Point annotation data:
-.-.-

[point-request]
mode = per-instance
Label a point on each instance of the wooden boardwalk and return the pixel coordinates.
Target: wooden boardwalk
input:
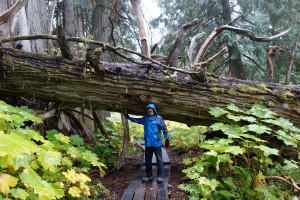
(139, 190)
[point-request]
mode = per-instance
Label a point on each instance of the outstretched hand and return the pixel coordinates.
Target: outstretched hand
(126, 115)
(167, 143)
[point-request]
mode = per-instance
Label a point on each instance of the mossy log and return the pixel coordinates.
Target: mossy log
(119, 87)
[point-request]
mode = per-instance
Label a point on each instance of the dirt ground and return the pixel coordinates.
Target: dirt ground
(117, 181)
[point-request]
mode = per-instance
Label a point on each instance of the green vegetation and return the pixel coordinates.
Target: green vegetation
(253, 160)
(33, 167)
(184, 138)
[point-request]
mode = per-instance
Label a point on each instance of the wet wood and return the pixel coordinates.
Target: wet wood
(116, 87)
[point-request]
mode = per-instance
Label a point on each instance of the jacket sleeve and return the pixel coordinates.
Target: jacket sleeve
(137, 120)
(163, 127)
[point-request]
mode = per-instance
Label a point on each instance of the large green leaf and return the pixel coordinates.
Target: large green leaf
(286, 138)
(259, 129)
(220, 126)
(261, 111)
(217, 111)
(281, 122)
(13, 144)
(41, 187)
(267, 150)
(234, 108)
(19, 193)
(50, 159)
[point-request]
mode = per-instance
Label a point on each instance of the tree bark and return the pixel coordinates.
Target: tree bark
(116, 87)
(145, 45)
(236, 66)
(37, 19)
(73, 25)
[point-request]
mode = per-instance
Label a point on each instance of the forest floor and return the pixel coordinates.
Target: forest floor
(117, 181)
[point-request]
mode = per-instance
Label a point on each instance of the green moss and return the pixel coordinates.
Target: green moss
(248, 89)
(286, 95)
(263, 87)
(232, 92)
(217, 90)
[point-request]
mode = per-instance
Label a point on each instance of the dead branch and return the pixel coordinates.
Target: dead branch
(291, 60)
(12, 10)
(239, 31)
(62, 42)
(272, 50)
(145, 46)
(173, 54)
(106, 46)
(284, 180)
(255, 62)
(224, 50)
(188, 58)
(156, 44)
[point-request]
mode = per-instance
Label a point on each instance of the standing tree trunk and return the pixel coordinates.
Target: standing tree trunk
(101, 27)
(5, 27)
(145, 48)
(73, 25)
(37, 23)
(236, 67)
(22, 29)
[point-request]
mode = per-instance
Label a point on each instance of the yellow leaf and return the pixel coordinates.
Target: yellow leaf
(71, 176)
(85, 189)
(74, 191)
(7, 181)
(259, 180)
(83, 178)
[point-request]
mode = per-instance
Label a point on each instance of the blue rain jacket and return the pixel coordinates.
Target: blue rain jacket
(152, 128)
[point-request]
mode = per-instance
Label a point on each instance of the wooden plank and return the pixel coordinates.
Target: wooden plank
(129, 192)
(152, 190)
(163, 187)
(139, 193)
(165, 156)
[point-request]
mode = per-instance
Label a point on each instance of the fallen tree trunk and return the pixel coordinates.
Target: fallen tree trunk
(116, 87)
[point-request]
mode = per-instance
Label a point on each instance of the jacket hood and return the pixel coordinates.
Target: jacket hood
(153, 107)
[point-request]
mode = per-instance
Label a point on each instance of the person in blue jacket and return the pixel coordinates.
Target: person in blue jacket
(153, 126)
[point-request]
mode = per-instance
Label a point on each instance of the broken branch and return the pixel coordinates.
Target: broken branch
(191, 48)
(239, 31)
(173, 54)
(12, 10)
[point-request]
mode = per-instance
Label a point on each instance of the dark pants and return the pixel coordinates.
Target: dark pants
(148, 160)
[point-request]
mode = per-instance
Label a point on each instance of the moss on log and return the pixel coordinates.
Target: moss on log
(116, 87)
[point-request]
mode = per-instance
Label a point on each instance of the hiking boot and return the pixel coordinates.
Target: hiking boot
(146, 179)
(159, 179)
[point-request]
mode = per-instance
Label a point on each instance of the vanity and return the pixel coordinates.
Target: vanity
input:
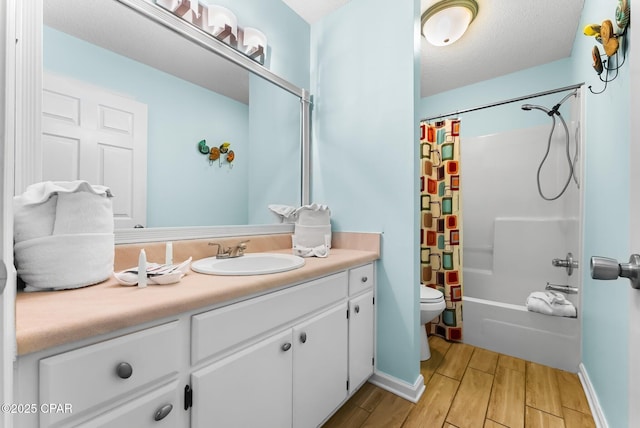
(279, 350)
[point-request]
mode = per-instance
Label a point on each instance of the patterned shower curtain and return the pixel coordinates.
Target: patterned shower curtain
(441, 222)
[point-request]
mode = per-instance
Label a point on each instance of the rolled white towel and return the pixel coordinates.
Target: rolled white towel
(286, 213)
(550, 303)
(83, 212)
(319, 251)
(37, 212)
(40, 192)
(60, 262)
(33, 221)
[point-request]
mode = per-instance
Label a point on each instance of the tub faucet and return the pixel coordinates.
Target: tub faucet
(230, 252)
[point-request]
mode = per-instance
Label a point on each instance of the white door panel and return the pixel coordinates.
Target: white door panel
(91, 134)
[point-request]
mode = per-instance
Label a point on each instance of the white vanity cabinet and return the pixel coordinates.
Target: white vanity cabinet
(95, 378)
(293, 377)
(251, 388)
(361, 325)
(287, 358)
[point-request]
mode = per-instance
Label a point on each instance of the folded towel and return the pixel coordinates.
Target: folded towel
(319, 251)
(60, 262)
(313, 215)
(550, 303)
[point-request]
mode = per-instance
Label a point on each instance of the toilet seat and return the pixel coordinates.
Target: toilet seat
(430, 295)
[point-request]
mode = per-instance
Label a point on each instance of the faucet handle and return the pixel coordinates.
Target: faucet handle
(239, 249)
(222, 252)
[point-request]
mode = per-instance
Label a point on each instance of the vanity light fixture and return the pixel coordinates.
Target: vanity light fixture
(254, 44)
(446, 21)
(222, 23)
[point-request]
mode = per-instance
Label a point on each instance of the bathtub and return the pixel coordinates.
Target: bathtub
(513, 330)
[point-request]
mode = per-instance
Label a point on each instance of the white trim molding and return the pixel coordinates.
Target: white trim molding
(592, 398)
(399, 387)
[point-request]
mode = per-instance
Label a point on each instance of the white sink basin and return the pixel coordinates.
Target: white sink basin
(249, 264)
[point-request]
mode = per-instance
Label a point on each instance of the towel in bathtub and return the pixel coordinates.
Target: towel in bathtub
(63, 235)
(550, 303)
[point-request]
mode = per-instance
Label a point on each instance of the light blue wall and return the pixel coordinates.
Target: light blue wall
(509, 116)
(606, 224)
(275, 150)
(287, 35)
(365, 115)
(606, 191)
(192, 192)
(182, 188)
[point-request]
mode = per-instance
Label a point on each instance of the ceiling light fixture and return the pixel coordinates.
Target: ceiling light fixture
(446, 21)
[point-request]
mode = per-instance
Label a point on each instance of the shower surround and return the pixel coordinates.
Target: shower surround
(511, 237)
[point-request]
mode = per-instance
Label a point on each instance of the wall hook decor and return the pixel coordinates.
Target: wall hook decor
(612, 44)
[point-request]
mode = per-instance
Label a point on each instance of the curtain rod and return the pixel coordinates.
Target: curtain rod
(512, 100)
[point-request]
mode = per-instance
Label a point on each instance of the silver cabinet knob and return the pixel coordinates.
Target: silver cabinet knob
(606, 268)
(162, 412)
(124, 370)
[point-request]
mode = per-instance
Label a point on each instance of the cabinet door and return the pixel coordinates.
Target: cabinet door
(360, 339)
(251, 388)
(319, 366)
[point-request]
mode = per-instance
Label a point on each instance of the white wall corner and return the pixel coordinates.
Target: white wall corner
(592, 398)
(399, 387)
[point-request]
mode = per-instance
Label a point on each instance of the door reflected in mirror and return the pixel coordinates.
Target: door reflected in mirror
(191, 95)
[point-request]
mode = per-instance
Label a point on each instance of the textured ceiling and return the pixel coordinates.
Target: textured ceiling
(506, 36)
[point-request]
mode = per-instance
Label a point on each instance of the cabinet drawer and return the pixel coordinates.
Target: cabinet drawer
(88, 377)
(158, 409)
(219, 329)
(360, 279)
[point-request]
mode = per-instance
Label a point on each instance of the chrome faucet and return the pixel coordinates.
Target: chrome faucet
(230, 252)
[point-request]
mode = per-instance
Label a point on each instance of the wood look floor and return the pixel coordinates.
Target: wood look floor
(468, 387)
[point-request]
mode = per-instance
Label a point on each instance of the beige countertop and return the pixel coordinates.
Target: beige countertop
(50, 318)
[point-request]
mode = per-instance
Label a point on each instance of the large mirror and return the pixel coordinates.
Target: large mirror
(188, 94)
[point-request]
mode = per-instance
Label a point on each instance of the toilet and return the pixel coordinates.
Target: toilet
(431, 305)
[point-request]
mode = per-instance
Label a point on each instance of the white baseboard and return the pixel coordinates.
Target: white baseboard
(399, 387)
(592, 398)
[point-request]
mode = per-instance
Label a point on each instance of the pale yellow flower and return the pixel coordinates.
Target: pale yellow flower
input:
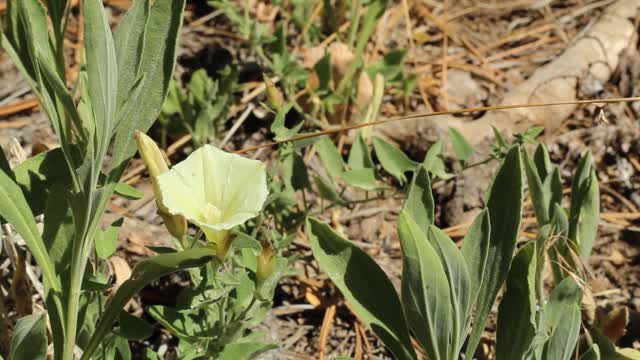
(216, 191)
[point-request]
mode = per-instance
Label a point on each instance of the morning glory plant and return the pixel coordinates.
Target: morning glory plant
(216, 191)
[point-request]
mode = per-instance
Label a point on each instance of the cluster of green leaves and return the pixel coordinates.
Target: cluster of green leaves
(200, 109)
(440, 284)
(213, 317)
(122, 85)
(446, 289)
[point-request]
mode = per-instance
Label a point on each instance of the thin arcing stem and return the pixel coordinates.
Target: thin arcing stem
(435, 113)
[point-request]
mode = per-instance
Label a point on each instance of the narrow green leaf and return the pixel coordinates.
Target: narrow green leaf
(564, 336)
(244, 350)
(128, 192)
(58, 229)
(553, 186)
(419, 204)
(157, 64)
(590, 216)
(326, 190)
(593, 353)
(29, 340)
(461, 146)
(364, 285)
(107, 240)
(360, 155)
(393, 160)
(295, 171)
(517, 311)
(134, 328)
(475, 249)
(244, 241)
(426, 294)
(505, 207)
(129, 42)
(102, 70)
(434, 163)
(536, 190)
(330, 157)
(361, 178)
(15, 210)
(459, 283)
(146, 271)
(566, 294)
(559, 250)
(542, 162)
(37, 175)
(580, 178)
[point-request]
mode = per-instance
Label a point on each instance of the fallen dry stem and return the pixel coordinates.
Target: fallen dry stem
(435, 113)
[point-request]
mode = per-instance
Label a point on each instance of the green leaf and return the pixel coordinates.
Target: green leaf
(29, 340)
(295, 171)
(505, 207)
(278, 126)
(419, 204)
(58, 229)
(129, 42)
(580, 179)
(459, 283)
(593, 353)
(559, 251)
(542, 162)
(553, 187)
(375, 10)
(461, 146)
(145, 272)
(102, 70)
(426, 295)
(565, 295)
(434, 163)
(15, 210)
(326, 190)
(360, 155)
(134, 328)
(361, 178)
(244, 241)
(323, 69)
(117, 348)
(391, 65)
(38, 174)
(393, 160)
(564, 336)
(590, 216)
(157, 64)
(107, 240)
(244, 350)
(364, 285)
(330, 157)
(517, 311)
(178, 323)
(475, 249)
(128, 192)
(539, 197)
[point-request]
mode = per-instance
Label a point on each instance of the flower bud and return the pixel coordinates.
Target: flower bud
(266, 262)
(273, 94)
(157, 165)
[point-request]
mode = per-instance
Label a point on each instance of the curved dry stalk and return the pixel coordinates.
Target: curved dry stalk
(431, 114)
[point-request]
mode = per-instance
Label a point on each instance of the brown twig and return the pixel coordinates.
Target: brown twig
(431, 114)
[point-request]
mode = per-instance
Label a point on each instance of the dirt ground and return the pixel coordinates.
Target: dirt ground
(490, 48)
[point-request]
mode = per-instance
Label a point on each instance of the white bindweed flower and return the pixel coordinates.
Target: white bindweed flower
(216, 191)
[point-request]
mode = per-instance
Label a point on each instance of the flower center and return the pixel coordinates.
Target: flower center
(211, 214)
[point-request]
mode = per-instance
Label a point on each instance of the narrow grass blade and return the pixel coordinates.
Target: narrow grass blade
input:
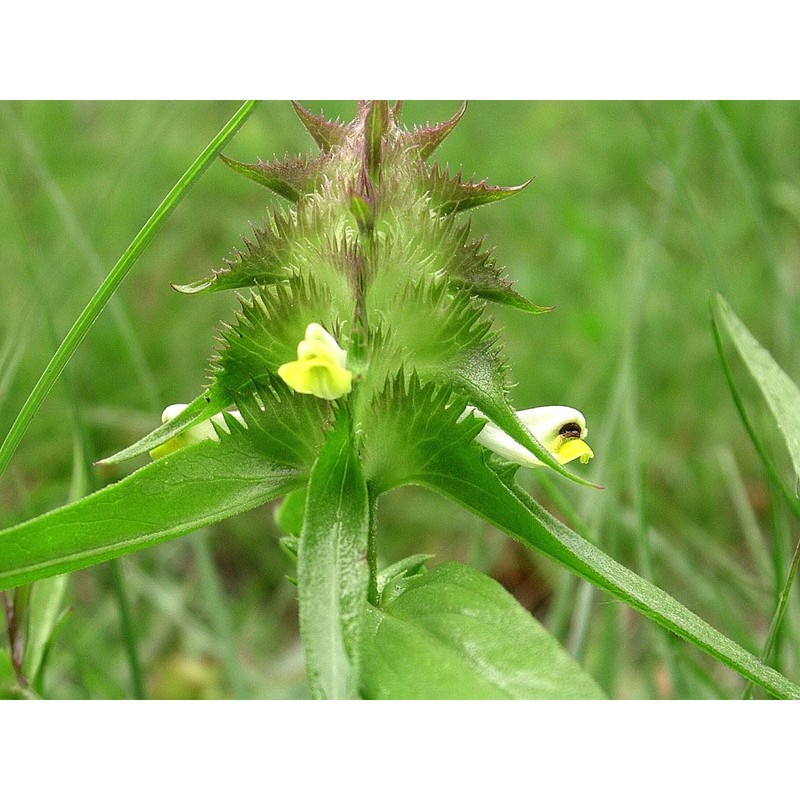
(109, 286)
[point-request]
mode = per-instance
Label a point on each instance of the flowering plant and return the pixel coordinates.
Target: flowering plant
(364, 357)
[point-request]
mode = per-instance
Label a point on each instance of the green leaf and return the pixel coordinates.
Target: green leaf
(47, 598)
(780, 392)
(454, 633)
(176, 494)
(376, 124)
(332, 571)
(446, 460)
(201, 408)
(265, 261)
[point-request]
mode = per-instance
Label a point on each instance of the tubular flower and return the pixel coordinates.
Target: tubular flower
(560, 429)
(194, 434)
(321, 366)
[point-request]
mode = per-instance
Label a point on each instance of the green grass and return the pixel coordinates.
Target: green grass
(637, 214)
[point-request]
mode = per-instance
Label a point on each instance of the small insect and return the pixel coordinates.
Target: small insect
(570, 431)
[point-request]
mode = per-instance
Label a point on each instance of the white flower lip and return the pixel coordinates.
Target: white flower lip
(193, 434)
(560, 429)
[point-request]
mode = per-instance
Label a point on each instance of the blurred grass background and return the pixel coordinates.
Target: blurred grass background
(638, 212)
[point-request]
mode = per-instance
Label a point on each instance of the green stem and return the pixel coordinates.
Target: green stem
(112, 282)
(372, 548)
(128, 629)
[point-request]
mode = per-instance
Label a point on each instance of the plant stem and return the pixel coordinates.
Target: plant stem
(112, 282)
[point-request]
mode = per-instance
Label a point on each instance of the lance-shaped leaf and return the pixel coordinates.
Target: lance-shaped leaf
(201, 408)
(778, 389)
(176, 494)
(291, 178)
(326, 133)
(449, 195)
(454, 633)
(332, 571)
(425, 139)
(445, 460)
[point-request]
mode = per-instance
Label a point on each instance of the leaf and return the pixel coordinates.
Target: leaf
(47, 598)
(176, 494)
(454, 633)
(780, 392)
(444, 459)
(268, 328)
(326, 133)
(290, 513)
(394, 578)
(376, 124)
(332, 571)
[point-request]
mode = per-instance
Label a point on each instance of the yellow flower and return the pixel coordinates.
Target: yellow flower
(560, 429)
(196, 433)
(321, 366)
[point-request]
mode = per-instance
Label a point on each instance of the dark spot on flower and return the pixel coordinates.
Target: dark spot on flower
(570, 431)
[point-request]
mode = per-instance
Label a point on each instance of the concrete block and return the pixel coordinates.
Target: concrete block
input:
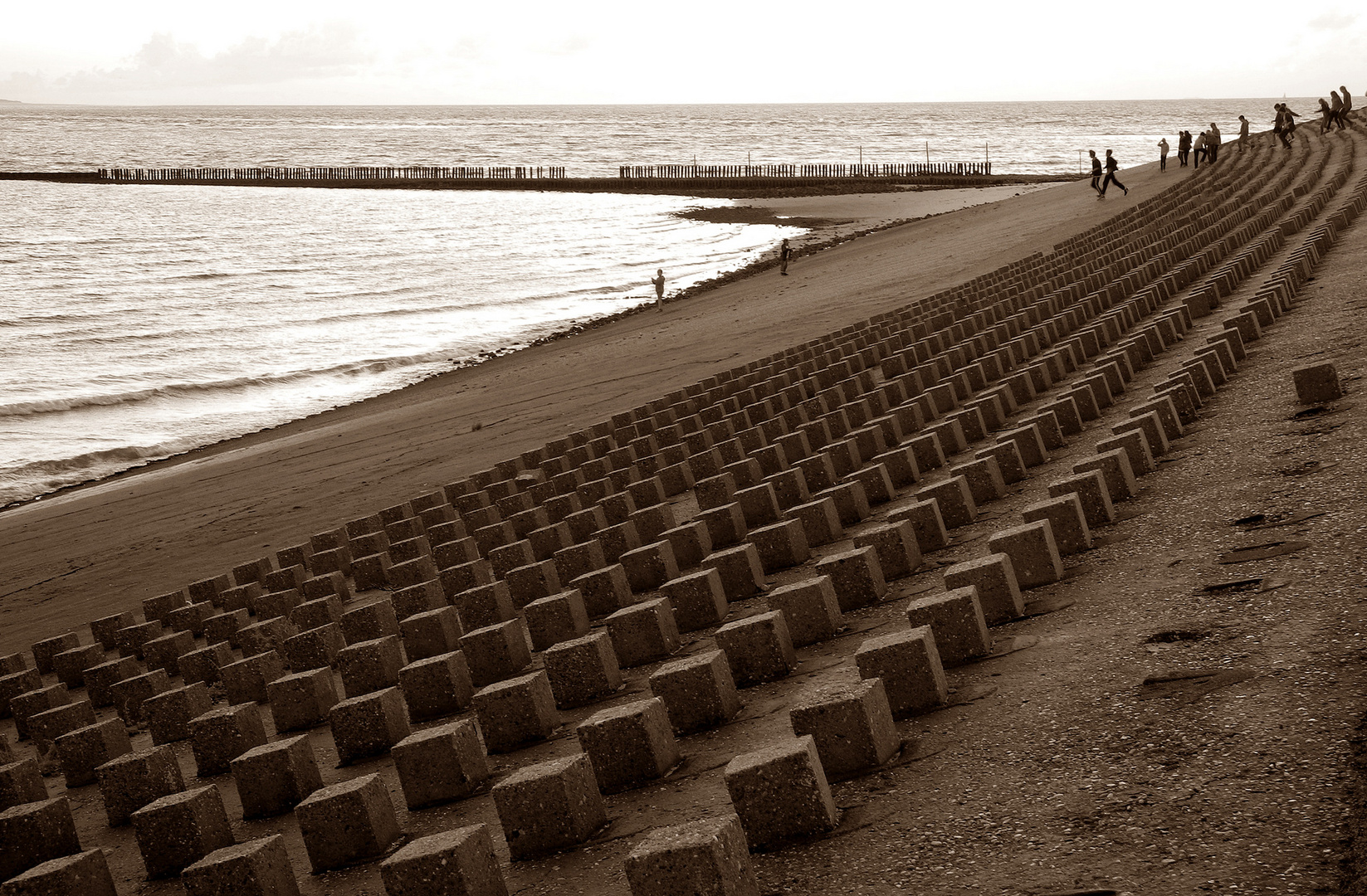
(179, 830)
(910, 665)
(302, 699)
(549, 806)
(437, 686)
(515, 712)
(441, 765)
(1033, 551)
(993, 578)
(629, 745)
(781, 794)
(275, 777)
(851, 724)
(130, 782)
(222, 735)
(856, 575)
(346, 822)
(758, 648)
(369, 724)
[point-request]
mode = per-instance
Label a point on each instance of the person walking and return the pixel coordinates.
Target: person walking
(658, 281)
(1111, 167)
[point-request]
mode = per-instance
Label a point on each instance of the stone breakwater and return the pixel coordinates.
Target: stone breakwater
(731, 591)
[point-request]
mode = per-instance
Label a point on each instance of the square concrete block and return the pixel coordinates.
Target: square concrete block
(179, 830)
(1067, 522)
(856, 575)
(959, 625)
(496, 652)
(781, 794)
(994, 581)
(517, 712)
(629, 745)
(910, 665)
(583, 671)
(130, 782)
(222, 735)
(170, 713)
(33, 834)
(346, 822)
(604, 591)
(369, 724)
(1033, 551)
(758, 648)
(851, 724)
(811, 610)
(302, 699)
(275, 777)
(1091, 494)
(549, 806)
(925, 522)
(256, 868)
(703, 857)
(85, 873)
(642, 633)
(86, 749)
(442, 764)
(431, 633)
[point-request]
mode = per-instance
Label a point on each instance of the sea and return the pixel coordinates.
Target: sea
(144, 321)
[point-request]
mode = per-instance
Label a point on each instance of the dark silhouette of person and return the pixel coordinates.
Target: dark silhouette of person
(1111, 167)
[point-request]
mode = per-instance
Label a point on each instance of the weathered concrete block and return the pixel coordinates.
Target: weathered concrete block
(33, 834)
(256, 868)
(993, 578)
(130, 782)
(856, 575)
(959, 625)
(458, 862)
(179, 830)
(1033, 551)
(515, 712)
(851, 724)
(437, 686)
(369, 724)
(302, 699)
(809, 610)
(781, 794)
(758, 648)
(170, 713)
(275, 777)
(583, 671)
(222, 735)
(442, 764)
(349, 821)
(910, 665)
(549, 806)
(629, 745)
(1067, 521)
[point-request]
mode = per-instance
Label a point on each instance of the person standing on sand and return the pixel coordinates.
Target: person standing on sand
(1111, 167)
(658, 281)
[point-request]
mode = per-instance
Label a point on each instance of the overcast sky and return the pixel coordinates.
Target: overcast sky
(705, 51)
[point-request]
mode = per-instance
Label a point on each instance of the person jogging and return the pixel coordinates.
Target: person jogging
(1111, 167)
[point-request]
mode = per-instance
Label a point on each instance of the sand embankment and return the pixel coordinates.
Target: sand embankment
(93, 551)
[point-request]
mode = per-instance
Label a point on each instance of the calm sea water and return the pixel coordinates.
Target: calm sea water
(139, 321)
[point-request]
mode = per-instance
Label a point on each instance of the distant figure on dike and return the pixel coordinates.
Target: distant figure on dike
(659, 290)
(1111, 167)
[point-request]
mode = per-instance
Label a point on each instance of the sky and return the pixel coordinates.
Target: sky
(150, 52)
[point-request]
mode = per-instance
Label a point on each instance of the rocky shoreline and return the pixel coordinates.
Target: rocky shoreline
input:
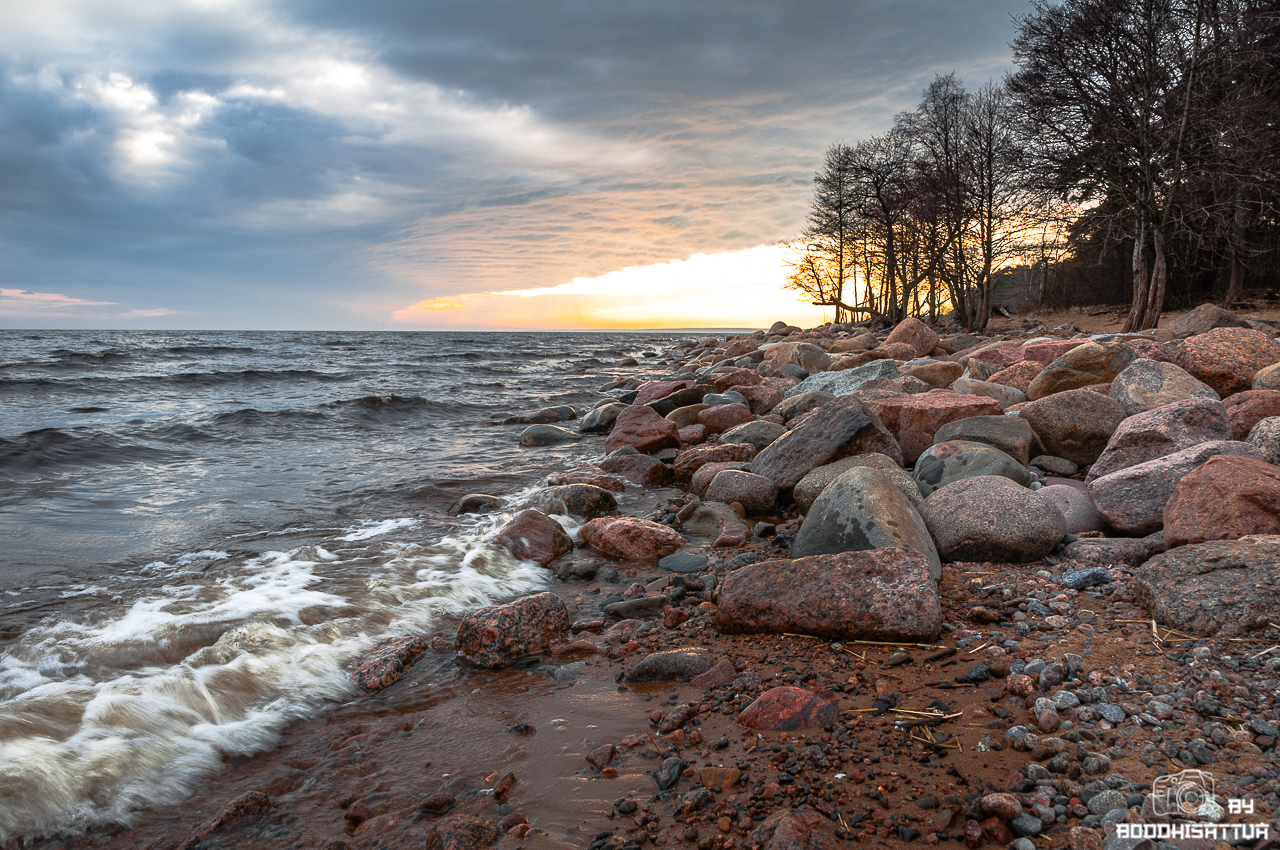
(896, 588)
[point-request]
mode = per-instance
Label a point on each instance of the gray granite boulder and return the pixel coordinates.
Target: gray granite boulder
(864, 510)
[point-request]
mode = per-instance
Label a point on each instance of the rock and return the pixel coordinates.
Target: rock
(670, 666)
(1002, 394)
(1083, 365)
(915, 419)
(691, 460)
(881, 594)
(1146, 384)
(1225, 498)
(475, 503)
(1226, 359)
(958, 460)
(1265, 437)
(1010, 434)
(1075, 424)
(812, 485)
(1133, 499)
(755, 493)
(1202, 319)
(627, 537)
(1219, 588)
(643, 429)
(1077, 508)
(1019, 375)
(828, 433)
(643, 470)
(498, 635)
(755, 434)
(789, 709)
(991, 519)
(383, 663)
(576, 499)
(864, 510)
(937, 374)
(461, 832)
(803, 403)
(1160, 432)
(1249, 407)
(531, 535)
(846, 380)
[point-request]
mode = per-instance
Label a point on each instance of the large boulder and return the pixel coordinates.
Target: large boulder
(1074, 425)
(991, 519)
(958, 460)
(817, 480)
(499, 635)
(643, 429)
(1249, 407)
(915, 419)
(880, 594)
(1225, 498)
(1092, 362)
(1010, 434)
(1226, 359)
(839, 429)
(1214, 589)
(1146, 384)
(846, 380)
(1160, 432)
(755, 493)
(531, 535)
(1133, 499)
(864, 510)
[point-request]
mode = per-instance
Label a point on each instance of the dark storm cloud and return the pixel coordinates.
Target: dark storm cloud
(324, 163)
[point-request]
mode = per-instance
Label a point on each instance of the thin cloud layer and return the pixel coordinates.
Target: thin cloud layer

-.-.-

§ To be done: Count the lines in the listing above that contain the word "corner" and give only that number.

§ Task solution: 2